→ PROVIDED RECORDS
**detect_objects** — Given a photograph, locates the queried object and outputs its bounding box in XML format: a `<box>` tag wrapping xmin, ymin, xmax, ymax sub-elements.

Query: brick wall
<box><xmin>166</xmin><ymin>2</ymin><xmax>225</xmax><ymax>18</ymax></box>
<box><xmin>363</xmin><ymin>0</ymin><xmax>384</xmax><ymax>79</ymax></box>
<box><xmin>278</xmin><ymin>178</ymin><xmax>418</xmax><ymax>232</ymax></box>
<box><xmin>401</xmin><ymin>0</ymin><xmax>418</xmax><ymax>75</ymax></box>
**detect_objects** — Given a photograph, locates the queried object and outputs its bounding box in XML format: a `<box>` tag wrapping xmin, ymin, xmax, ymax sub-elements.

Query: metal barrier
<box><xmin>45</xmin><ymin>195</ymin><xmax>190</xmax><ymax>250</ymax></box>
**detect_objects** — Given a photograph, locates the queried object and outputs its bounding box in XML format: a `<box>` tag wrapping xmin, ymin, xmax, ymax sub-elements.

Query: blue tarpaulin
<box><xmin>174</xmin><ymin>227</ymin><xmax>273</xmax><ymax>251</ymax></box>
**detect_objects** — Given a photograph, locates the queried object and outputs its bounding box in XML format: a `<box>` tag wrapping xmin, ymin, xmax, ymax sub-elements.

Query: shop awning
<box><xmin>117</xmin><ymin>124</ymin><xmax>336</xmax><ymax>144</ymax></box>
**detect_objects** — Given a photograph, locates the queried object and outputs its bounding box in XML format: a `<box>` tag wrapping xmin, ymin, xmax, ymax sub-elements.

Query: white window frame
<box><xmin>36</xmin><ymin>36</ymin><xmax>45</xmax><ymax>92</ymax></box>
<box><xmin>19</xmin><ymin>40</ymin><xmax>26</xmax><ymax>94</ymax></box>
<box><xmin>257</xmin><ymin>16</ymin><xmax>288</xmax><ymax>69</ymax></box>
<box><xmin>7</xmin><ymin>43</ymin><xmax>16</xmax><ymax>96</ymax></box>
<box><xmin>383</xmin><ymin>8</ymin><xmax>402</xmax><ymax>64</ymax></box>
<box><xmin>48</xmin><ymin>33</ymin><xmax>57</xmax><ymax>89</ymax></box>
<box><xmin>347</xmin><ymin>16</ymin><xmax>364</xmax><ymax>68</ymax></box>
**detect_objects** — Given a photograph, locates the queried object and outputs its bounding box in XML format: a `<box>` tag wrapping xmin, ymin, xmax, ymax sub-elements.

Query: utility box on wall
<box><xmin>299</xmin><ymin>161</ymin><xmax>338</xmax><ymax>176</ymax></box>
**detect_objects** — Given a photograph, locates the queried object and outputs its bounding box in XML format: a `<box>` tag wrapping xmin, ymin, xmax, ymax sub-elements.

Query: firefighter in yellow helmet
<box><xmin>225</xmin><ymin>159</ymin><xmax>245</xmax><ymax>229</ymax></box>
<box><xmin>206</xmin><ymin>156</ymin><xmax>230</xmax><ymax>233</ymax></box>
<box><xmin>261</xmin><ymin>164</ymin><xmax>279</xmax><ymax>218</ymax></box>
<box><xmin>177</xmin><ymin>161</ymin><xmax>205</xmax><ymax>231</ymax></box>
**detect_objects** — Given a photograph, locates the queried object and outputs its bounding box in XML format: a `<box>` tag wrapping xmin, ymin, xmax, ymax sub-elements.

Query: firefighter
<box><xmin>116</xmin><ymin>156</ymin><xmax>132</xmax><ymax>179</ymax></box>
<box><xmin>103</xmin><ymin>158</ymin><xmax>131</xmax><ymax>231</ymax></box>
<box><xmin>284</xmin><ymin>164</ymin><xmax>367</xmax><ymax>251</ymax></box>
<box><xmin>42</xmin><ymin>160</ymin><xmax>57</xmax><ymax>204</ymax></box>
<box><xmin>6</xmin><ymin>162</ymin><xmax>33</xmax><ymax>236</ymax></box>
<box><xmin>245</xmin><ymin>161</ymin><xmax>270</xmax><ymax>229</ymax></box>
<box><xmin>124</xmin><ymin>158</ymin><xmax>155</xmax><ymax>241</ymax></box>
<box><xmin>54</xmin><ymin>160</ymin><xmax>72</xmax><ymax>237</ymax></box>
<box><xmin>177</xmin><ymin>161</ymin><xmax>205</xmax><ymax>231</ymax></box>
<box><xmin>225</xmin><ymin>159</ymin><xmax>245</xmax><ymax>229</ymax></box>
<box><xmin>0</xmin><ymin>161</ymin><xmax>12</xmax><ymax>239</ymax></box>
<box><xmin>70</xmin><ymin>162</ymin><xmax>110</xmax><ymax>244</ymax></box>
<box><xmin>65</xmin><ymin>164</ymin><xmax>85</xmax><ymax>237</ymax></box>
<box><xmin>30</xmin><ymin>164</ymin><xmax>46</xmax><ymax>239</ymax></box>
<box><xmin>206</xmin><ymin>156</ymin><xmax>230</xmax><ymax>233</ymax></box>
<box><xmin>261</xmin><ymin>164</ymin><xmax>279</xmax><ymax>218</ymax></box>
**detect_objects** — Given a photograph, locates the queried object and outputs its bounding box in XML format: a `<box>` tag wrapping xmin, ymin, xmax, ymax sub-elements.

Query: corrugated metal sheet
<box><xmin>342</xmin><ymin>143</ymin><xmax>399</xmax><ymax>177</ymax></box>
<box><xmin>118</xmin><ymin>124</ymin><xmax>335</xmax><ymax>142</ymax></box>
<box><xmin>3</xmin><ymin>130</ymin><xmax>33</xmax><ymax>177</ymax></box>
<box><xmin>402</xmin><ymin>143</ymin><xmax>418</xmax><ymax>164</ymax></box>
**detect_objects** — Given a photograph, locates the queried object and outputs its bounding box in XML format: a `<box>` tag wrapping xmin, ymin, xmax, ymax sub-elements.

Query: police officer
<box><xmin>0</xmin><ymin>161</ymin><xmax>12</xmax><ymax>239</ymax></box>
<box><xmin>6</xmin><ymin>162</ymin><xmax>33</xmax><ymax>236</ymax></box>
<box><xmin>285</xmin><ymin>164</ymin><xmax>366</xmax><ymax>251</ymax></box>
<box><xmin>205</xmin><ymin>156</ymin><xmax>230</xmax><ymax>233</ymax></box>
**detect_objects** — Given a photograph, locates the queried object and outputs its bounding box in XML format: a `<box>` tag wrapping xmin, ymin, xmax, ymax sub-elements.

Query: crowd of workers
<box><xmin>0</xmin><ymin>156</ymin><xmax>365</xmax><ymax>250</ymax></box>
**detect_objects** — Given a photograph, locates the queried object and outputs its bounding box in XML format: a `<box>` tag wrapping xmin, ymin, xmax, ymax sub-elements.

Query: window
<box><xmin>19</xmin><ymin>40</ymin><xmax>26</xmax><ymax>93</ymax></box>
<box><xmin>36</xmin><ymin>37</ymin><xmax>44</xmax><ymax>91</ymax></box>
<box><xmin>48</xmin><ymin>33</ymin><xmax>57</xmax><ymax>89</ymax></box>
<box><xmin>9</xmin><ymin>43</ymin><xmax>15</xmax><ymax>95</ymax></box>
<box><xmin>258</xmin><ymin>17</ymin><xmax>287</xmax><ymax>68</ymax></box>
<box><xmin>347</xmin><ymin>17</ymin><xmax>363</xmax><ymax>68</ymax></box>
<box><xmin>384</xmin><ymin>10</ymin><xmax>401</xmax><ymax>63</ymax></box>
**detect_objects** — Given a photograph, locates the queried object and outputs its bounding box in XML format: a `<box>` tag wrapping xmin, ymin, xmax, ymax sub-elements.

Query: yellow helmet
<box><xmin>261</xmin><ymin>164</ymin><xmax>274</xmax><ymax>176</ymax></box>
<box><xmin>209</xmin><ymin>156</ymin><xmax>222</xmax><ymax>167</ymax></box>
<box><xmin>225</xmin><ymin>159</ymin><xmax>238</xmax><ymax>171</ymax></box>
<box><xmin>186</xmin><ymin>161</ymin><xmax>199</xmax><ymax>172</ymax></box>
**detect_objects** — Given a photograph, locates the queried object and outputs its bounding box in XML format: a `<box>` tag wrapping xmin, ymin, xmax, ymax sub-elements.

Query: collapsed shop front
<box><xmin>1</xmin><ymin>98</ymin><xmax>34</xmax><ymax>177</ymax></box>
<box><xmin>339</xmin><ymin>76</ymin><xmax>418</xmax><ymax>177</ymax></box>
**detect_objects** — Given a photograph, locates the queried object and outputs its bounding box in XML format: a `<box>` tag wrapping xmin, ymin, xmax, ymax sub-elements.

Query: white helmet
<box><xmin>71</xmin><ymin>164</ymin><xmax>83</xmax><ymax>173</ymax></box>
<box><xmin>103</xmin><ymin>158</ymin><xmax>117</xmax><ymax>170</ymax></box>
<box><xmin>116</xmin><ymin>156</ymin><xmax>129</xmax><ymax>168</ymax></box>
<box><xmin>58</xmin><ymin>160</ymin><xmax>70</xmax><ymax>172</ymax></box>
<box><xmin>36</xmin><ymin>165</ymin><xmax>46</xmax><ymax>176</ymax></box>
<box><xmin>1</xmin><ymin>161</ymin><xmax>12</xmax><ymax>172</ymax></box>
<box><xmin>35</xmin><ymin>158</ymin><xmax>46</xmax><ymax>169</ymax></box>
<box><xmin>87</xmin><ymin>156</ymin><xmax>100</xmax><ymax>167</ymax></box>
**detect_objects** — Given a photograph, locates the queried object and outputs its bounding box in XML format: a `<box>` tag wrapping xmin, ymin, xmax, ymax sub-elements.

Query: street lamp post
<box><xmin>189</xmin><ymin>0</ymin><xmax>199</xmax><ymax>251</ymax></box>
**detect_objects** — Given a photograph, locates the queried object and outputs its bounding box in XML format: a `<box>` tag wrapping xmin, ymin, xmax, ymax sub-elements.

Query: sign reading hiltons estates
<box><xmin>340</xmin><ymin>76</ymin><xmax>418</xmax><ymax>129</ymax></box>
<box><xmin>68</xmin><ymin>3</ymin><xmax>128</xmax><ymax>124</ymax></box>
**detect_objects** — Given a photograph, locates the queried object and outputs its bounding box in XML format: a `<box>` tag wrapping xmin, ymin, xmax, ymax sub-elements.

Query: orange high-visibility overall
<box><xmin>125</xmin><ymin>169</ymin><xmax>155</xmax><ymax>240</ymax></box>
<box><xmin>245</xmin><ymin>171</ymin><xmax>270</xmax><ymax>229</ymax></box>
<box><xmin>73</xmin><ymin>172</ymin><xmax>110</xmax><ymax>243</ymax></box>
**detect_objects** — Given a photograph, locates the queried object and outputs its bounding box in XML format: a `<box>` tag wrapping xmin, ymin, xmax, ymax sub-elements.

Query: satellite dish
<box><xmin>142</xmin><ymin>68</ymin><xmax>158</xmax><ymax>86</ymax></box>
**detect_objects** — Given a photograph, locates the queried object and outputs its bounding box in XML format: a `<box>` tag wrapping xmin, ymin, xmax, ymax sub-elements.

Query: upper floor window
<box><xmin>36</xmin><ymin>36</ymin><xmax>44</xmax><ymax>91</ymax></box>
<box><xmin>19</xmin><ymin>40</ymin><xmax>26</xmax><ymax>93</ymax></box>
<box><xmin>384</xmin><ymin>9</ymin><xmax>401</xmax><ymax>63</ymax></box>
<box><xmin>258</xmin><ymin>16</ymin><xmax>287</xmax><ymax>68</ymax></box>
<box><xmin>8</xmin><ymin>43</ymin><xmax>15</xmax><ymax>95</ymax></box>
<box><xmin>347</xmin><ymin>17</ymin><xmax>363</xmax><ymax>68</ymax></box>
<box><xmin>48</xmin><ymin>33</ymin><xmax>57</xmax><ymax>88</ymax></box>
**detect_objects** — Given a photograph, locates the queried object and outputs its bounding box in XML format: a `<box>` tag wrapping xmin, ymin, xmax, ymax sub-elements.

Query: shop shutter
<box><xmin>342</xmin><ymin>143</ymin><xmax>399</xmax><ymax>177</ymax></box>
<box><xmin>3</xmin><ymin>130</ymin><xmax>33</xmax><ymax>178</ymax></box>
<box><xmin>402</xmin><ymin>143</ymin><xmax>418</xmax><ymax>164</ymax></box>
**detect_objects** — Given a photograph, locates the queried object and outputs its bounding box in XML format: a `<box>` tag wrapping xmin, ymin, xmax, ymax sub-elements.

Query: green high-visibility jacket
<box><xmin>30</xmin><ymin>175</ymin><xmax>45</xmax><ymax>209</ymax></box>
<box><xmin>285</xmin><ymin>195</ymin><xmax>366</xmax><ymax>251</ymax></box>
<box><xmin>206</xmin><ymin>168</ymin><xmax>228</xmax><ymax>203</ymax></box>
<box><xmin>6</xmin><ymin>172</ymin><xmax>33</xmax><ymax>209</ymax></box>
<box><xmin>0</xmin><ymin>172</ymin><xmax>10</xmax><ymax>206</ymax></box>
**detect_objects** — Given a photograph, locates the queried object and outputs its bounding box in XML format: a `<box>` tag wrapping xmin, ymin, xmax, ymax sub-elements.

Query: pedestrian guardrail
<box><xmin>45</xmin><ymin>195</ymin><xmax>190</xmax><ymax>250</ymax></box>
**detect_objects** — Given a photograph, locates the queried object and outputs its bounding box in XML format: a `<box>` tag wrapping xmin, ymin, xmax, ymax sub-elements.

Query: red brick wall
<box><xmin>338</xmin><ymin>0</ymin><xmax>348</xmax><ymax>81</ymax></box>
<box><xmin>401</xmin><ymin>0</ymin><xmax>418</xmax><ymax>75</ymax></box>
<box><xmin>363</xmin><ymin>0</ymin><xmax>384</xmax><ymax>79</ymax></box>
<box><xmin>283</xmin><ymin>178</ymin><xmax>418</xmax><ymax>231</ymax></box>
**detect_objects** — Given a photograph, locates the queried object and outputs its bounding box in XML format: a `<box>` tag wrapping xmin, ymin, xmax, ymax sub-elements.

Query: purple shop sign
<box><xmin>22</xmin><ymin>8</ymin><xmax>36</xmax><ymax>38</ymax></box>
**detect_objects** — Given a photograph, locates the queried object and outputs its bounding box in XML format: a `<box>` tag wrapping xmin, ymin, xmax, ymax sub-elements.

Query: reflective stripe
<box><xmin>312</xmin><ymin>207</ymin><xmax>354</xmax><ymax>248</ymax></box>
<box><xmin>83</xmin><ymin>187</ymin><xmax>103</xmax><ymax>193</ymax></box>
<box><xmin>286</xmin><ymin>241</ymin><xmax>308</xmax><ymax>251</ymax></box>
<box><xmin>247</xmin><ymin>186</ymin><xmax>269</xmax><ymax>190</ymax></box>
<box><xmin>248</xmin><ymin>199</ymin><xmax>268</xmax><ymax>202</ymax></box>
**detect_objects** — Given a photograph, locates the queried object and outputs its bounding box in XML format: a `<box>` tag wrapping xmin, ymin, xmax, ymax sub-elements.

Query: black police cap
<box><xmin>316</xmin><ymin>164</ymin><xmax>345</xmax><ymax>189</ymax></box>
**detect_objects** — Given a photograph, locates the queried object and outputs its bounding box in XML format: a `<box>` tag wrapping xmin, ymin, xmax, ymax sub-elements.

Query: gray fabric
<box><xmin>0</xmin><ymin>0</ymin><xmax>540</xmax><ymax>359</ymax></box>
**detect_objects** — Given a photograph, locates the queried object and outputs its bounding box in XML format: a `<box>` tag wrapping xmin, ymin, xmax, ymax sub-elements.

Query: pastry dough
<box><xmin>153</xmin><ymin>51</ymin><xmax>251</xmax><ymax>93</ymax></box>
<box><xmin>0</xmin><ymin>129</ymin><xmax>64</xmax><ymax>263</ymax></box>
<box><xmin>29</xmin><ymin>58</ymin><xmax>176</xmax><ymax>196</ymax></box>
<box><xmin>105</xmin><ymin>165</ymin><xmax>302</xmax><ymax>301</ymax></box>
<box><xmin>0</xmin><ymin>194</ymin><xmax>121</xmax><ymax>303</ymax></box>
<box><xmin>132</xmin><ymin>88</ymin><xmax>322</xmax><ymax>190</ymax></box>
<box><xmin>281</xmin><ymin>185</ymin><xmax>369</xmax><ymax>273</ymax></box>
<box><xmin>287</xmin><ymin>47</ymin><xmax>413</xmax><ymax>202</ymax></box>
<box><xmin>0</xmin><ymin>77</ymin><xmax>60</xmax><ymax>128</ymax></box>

→ REQUIREMENTS
State how many lines in the data above contain the string "shop". Give the number alone.

→ ANSWER IN FULL
4